**Extracted data**
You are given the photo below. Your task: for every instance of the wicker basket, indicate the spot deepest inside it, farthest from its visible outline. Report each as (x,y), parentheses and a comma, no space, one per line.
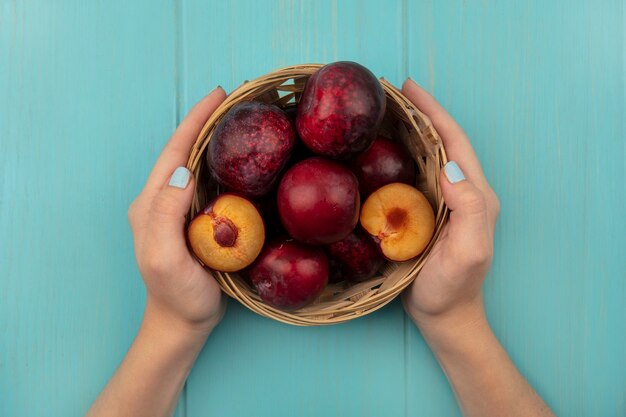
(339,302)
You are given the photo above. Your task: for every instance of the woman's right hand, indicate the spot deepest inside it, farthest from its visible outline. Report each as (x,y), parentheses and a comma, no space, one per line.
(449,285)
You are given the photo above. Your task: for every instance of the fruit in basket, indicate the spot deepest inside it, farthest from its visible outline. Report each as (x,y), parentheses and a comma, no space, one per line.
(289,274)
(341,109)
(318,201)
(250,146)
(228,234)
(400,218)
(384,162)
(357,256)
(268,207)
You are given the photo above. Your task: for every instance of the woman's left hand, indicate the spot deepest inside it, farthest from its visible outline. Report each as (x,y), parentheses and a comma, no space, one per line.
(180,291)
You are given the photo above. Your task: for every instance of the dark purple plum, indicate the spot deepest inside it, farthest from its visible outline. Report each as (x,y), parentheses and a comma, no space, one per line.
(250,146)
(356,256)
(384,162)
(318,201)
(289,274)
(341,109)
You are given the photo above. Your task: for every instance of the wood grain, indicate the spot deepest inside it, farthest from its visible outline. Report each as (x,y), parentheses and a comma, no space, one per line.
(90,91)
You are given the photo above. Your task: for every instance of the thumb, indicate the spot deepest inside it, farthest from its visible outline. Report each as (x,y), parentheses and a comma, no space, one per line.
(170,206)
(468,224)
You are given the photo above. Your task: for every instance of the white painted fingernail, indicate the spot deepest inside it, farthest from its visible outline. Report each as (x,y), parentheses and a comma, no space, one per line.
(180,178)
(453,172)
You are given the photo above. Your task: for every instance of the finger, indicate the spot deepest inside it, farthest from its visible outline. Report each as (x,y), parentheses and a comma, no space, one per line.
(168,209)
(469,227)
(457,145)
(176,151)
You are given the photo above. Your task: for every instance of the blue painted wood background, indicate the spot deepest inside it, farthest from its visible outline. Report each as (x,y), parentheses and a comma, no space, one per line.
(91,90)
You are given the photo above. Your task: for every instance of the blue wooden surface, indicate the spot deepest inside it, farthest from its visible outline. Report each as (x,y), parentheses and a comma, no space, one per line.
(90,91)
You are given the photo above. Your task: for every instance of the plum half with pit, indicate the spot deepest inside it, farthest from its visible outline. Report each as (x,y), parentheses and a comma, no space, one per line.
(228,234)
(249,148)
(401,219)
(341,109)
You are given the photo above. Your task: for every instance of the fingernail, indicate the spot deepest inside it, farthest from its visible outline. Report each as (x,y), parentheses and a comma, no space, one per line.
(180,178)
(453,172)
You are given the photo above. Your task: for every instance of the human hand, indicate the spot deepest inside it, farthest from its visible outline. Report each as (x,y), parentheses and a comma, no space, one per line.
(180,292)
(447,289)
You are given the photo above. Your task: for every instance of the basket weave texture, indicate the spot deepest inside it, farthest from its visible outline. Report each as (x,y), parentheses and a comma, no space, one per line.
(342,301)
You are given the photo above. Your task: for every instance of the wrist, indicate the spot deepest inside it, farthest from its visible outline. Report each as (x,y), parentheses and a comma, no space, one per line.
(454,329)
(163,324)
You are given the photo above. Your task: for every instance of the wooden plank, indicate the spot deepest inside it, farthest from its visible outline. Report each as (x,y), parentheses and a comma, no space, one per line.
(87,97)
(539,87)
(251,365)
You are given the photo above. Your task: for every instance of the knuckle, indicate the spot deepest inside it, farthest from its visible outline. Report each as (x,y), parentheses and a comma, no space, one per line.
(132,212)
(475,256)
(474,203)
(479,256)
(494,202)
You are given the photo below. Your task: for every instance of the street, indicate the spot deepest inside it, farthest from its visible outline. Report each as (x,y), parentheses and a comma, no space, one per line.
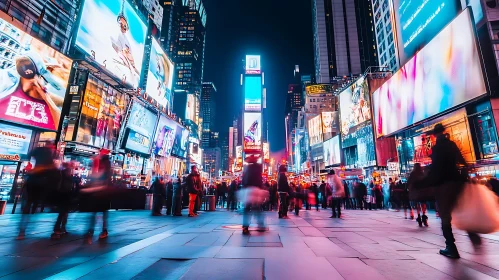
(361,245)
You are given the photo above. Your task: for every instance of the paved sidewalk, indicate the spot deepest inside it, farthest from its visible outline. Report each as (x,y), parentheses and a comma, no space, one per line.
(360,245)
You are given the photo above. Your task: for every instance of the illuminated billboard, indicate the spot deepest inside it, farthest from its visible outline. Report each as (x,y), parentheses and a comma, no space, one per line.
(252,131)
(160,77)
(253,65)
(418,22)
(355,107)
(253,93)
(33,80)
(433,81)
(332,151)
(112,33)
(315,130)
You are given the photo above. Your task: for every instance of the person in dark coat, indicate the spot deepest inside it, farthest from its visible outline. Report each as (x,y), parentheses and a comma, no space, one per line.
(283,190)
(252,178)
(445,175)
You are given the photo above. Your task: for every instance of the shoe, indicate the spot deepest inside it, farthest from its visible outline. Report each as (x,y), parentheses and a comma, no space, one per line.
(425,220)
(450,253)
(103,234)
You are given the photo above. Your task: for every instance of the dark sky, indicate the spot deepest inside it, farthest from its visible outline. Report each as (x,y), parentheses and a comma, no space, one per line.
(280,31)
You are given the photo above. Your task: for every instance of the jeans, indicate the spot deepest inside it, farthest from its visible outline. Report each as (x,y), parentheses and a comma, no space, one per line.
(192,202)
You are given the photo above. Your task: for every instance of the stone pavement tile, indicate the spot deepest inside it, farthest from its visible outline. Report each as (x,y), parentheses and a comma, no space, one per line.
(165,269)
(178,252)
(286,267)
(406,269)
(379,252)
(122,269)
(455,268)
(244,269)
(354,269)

**Exercise**
All of the material above needs to be restated exactly, with no pictures.

**Solution to this exercise**
You are given the photo below. Your task: for every instance of the wicker basket, indicate the spot deepest inside it, farthest from its visible outline. Report each as (x,y), parentheses and a comma, no space, one per line.
(339,302)
You are given the photo above. Your task: for every instance of the woman's right hand, indicate the spot deepest inside it, farthest from its visible outline. Report each as (x,y), parentheses and a comma, no space, one per line.
(449,285)
You are given the photo above. Your task: for every instance of the fruit in basket, indicate the spot deepest inside it, farthest from its visible outline. Report each as (x,y), parentheses and a comma, no space, one per line.
(289,274)
(341,109)
(318,201)
(250,146)
(228,234)
(400,218)
(384,162)
(357,256)
(268,207)
You are given the photo above. Your task: for every instance of the woman's left hand, indicate the spot deepest inside it, farthest from its visible outline. Report each as (x,y), parentheses and a comma, no space, one per line.
(180,291)
You are given the photo above. Your task: for every instance of the dark purple plum, indicate the spot deepest inside it, farthest from its visible outline. Report each as (x,y), parentheses and a comma, no space, one per line.
(250,146)
(356,256)
(384,162)
(318,201)
(289,274)
(341,109)
You are given the photo above. Your task: for every instance of the wood grain, indicate the spot deepest inside it, farthest from its visible outline. Report each as (x,y), parentheses and a comma, no space, one per line.
(90,91)
You are given the photo above. Your task: for every instance of the thumb, indicate the spot deepest inside it, farthest from its visible outline. Report each as (x,y), parentheses and a comma, no space, one per line.
(170,206)
(468,224)
You are given the photo above. Your task: for every instance of the white painted fingernail, indicate the spot deepest inside it, farthest from its visible outline. Report each as (x,y), parentheses and a comma, no space, one per line.
(180,178)
(453,172)
You are given the photo above. Your task: for every instance of the finger, indicate the spot deepest inside it, farthest from its visible outline. Report each as (x,y), parentheses and a comma, no space, one per line.
(168,209)
(469,227)
(457,145)
(176,151)
You are given the photo above. Your task: for every instance of the blue painted wood background, indicate the spot deepest inside it, farthest from its visible outline. Report each as (x,y), parentheses and a comma, no space, one per line.
(91,90)
You are given the photo above. Your task: for every instance of the blue wooden surface, indicate the spot deepest inside it, farthest from its visible outline. Report each as (x,y), parentheses and a comma, no space, one per line.
(90,91)
You are given the photo above. Your task: for every instance of the plum half with pit, indicate the spot deepest inside it, farthest from its visible outline. Report each as (x,y), parentheses and a comma, no space, one per line.
(228,234)
(249,148)
(401,219)
(341,109)
You are given the photo above. Your task: for every instance of the fingernail, indicate the spot deepest inside it, farthest from its visible outline. Report each as (x,y), parentheses and a comma, no space, one per line.
(180,178)
(453,172)
You are given the photo above. Your task: for every instance of the human hand, indicate the spot deepest inside it, farthest from its visible outline. Report each as (x,y), parentheses and a comma, no space, one per line.
(180,292)
(447,289)
You are given the photo above. Your task: for every instance of the basket weave texture, indicate the spot deepest inside it, farthest from its visible outline. Report each as (x,y), parentheses and a comma, no space, one per line.
(342,301)
You are given the photo above. Your task: for every instance of the wrist, indicate the spot deepest inside it, farthest from its visible outline. Report each as (x,y), parentheses and a comma, no space, one per line.
(454,329)
(163,324)
You are given the photo above. Your task: for every instance of the wooden plank, indicate the spot deepest inside it, farthest from its visible outline. Report each as (x,y), parentheses and a comma, no space, one per line.
(87,97)
(539,87)
(251,365)
You are given the photo above. Your task: for every instance of the knuckle, indicate the spot deepest inside it, farthest from its visible outline. Report each as (x,y), parentheses and a comma, no space, one per line.
(132,212)
(475,256)
(474,203)
(479,256)
(494,202)
You are given the photo below. Your task: for every instance of the street, indicate the spot deepest inside it, farthest from its visible outline. Report each as (x,y), parentheses and a comma, no space, one per line.
(361,245)
You are given the photo above. Your task: for every instance of the paved sidewalk, indicate the spot deepest inside it, farthest from its visible outline. Report each as (x,y), parentheses and a comma, no space, one per line.
(360,245)
You are given the photo above. Your task: for every instance of the illuminated billboard, indicate the spot deepest inside it, farthest from its visible outline. Report each as (x,y), parentheses and a comma, no space, one per line.
(252,131)
(160,77)
(253,65)
(418,22)
(355,107)
(253,93)
(33,80)
(433,81)
(332,151)
(112,33)
(315,130)
You are given the photo above. Your task: for every instance of the person in dark coat, indicate the spot deepest inside it, farthest from its visible outline. Report each as (x,y), parentheses and a comma, no space, one per line.
(283,190)
(252,178)
(445,175)
You are given the photo above. Your task: for every instance of the shoe, indicate the spot deepest inside it, farthest from its visible outline. Report each as (x,y), parentheses and a comma, no space, one per line.
(425,220)
(450,253)
(103,234)
You are given the photo above. Your task: for every instance of the dark sky, indicate the spot deepest inside it, farthest from its visible outline. Report each as (x,y), parentheses and a comma, no space, one per line.
(280,31)
You are given the photo above. Your task: for every instance of the jeans, indicate the spot deepest inside it, farthest from its visible outline. Report each as (x,y), parentheses and a comma, no space, one per line.
(192,202)
You are given the photo above. Your task: for every instance of the stone pavement tile, indicate the spot deepest inside it, farthest from its visible outline. Report each as (x,y), parentheses and a comma, no space, one per line.
(165,269)
(178,252)
(286,267)
(406,269)
(379,252)
(122,269)
(455,268)
(244,269)
(354,269)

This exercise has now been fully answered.